#### Material provided
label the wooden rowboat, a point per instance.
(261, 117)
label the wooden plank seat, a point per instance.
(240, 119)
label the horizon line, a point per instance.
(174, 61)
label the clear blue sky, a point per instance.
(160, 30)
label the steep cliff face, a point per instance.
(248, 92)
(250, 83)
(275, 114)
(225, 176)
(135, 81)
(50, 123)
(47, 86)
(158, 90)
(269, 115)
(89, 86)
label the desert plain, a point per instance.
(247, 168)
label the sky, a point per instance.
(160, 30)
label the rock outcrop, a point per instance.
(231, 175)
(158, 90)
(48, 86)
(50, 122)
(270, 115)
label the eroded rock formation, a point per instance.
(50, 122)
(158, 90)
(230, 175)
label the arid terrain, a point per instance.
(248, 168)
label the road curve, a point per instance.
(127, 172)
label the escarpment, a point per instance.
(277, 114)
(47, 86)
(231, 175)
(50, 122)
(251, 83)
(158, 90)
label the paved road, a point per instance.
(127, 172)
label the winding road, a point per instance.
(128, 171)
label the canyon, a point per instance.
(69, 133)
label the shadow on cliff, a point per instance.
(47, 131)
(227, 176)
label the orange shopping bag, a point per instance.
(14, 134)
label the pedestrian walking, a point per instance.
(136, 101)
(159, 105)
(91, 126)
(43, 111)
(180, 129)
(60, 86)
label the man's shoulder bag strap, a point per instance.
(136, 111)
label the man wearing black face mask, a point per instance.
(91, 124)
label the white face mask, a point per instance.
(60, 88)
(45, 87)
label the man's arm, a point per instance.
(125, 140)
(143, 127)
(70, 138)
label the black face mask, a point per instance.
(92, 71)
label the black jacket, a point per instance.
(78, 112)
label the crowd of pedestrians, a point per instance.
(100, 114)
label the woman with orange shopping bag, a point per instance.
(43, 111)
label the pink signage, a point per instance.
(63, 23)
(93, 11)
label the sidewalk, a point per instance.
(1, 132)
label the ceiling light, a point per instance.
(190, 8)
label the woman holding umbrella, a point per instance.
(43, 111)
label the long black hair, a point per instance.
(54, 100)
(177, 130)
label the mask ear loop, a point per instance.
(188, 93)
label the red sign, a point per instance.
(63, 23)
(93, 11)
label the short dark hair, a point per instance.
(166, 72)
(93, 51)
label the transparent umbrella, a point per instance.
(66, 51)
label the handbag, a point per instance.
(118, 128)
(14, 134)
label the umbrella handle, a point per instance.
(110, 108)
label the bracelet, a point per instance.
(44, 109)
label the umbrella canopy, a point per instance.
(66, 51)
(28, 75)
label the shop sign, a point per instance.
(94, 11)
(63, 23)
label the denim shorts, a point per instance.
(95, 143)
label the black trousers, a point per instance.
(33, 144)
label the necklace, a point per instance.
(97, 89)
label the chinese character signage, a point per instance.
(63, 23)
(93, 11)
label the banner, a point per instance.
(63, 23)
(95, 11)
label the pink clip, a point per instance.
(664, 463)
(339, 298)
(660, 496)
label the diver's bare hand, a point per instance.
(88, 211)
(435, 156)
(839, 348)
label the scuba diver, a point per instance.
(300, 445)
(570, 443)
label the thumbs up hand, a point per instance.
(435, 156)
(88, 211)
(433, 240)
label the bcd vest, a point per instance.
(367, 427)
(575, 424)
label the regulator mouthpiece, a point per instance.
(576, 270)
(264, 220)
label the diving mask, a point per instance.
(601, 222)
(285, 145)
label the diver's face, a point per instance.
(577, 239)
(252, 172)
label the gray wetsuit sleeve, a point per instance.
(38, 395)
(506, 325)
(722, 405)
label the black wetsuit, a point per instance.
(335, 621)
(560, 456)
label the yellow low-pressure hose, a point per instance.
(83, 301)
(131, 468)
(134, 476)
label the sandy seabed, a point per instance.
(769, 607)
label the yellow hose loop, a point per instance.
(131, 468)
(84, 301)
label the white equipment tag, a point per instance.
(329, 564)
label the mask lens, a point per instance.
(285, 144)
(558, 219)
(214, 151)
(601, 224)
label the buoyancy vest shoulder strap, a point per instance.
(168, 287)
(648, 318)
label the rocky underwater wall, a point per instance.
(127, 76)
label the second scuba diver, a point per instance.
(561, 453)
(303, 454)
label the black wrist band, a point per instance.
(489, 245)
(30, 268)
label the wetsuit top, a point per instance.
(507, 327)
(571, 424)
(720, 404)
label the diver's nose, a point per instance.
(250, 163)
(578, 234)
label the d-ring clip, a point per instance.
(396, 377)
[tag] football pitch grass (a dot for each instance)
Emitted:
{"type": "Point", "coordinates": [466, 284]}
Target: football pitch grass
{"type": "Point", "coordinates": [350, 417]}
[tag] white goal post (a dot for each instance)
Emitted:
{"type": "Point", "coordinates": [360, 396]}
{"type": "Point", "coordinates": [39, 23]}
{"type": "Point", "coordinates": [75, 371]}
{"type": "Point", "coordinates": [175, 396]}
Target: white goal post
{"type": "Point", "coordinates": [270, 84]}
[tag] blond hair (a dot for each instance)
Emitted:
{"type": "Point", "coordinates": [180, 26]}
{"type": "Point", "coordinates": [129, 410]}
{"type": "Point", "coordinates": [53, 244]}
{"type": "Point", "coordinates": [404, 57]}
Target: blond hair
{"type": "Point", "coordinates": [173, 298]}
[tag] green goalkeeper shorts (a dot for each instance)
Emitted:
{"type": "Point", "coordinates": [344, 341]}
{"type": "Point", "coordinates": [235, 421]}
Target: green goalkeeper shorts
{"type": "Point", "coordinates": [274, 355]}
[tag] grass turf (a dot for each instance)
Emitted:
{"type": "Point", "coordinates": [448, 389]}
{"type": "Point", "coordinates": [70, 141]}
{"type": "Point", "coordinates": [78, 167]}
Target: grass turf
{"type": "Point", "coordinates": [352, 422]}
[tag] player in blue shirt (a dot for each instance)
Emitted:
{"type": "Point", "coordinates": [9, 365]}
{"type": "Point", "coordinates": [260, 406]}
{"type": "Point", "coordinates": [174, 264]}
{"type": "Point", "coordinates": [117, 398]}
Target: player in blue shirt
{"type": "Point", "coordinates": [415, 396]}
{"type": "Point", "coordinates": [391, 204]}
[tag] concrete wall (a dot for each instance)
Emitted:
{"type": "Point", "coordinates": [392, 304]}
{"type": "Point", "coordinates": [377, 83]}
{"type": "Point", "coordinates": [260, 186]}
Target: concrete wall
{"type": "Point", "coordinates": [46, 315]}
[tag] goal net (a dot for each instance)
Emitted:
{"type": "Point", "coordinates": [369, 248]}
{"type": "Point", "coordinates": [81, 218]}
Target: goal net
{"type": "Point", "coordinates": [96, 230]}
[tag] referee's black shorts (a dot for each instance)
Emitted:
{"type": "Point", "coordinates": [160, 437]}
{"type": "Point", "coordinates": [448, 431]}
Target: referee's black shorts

#### Exercise prompt
Every record shown above must be echoed exactly.

#### Completed task
label the wooden rowboat, a point per instance.
(261, 117)
label the wooden plank seat, a point per instance.
(240, 119)
label the horizon line, a point per instance.
(174, 61)
label the clear blue sky, a point per instance.
(160, 30)
label the steep cliff face, a point per instance.
(248, 92)
(250, 83)
(275, 114)
(225, 176)
(135, 81)
(50, 123)
(47, 86)
(158, 90)
(269, 115)
(89, 86)
label the desert plain, a point per instance.
(247, 168)
label the sky, a point per instance.
(160, 30)
label the rock outcrop, a point per instance.
(231, 175)
(158, 90)
(48, 86)
(50, 122)
(270, 115)
label the eroded rock formation, a point per instance.
(50, 122)
(158, 90)
(230, 175)
label the arid terrain, a point per instance.
(248, 168)
label the road curve, a point per instance.
(127, 172)
label the escarpment, a point per instance.
(277, 114)
(47, 86)
(231, 175)
(50, 122)
(251, 83)
(158, 90)
label the paved road, a point per instance.
(127, 172)
label the winding road, a point per instance.
(128, 171)
label the canyon, a point per instance.
(69, 133)
label the shadow on cliff, a point per instance.
(47, 131)
(227, 176)
label the orange shopping bag, a point per instance.
(14, 134)
label the pedestrian walking, a point per instance.
(136, 101)
(159, 105)
(91, 126)
(43, 111)
(180, 129)
(60, 86)
label the man's shoulder bag strap, a point per instance.
(136, 111)
label the man wearing black face mask, a point per instance.
(91, 124)
label the white face mask, a point per instance.
(60, 88)
(45, 87)
label the man's arm, a point per instance.
(125, 140)
(143, 127)
(70, 138)
label the black face mask, a point per instance.
(92, 71)
label the black jacket, a point per instance.
(78, 112)
label the crowd of pedestrians, a point per instance.
(100, 114)
label the woman with orange shopping bag, a point per instance.
(43, 111)
label the pink signage, a point per instance.
(63, 23)
(93, 11)
label the sidewalk, a point per instance.
(1, 132)
label the ceiling light, a point per instance.
(190, 8)
label the woman holding umbrella, a point per instance.
(43, 111)
label the long black hair, a point per instance.
(54, 100)
(177, 130)
label the mask ear loop, a point per instance.
(188, 93)
label the red sign, a point per instance.
(63, 23)
(93, 11)
label the short dark hair, a point per instance.
(166, 72)
(93, 51)
label the transparent umbrella, a point per instance.
(66, 51)
label the handbag, a point per instance.
(118, 128)
(14, 134)
label the umbrella handle, a point per instance.
(110, 108)
label the bracelet, a point per instance.
(44, 109)
label the umbrella canopy, a point per instance.
(66, 51)
(28, 75)
label the shop sign, a point per instance.
(94, 11)
(63, 23)
label the denim shorts, a point per instance.
(95, 143)
label the black trousers, a point per instance.
(33, 144)
label the necklace, a point per instance.
(97, 89)
label the chinese character signage, a point per instance.
(63, 23)
(93, 11)
label the banner, a point per instance.
(63, 23)
(95, 11)
label the pink clip, a point per instance.
(664, 463)
(339, 298)
(660, 496)
label the diver's bare hand, a point per instance.
(88, 211)
(435, 156)
(839, 348)
label the scuba diver, a point per instance.
(300, 445)
(570, 443)
label the thumbs up hand, a point per instance.
(435, 156)
(88, 211)
(433, 240)
label the bcd vest, a point per instance.
(367, 427)
(575, 424)
label the regulator mouthpiece, a point per instance.
(576, 270)
(264, 220)
label the diving mask, a point per instance.
(601, 222)
(285, 145)
label the diver's face, a point per instance.
(577, 239)
(252, 172)
label the gray wetsuit sleeve, a point per instance.
(38, 395)
(506, 325)
(722, 405)
label the black wetsuit, a point per instance.
(335, 621)
(560, 456)
label the yellow low-pressure hose, a point per instance.
(83, 301)
(131, 468)
(134, 476)
label the sandy seabed, a point per instance.
(769, 607)
label the yellow hose loop, a point per instance.
(131, 468)
(84, 301)
label the white equipment tag, a point per instance.
(329, 564)
label the mask lens, a point per instance.
(285, 144)
(558, 219)
(214, 151)
(601, 224)
label the buoyancy vest shoulder strap, a point per instance.
(168, 287)
(648, 318)
label the rocky underwater wall, a point per instance.
(127, 76)
label the second scuba diver, a point per instance.
(561, 453)
(303, 454)
label the black wrist band, a point per instance.
(489, 245)
(30, 268)
label the wetsuit top, a point per instance.
(507, 327)
(571, 424)
(720, 404)
label the diver's nose, a point per instance.
(250, 163)
(578, 234)
label the d-ring clip, a point per instance.
(396, 377)
[tag] football pitch grass (a dot for each instance)
Emitted:
{"type": "Point", "coordinates": [466, 284]}
Target: football pitch grass
{"type": "Point", "coordinates": [350, 417]}
[tag] white goal post (a dot for each instance)
Emitted:
{"type": "Point", "coordinates": [360, 396]}
{"type": "Point", "coordinates": [39, 23]}
{"type": "Point", "coordinates": [75, 371]}
{"type": "Point", "coordinates": [175, 396]}
Target: white goal post
{"type": "Point", "coordinates": [270, 84]}
[tag] blond hair (a dot for each instance)
Emitted:
{"type": "Point", "coordinates": [180, 26]}
{"type": "Point", "coordinates": [129, 410]}
{"type": "Point", "coordinates": [53, 244]}
{"type": "Point", "coordinates": [404, 57]}
Target: blond hair
{"type": "Point", "coordinates": [173, 298]}
[tag] green goalkeeper shorts (a dot for each instance)
Emitted:
{"type": "Point", "coordinates": [344, 341]}
{"type": "Point", "coordinates": [235, 421]}
Target: green goalkeeper shorts
{"type": "Point", "coordinates": [274, 355]}
[tag] grass turf (a dot for each instance)
Emitted:
{"type": "Point", "coordinates": [448, 389]}
{"type": "Point", "coordinates": [70, 141]}
{"type": "Point", "coordinates": [78, 167]}
Target: grass turf
{"type": "Point", "coordinates": [352, 422]}
[tag] player in blue shirt (a dot for each instance)
Emitted:
{"type": "Point", "coordinates": [9, 365]}
{"type": "Point", "coordinates": [260, 406]}
{"type": "Point", "coordinates": [174, 264]}
{"type": "Point", "coordinates": [117, 398]}
Target: player in blue shirt
{"type": "Point", "coordinates": [415, 396]}
{"type": "Point", "coordinates": [391, 204]}
[tag] concrete wall (a dot for each instance)
Emitted:
{"type": "Point", "coordinates": [392, 304]}
{"type": "Point", "coordinates": [377, 83]}
{"type": "Point", "coordinates": [260, 186]}
Target: concrete wall
{"type": "Point", "coordinates": [46, 315]}
[tag] goal net (a dot for each instance)
Emitted:
{"type": "Point", "coordinates": [369, 248]}
{"type": "Point", "coordinates": [81, 218]}
Target: goal net
{"type": "Point", "coordinates": [96, 230]}
[tag] referee's black shorts (a dot for each instance)
Emitted:
{"type": "Point", "coordinates": [160, 437]}
{"type": "Point", "coordinates": [448, 431]}
Target: referee's black shorts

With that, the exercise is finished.